Task:
Recast the entries below as a two-column CSV with the headers "entry" and "answer", one row per entry, giving each entry's text and its answer in a single quoted field with line breaks turned into spaces. Leave the pictures out.
┄┄┄┄┄┄
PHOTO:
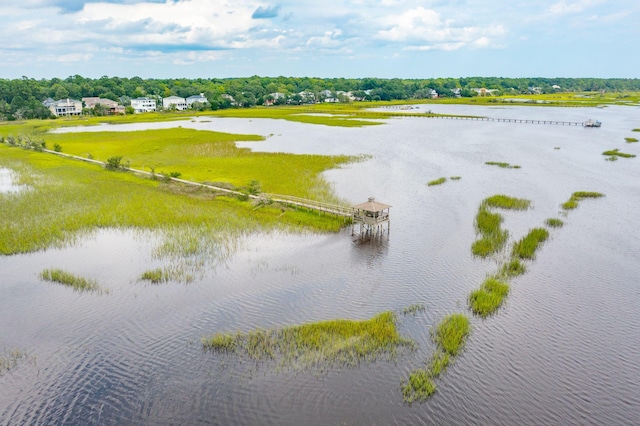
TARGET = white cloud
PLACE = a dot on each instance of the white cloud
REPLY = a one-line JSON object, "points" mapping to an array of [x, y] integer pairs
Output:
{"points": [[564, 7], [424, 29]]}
┄┄┄┄┄┄
Exercise answer:
entry,answer
"PHOTO: TARGET = white cloud PLACE = a dot on each instance of the white cloud REPLY = a one-line JSON object, ""points"" mapping to an array of [x, y] integer pairs Output:","{""points"": [[564, 7], [424, 29]]}"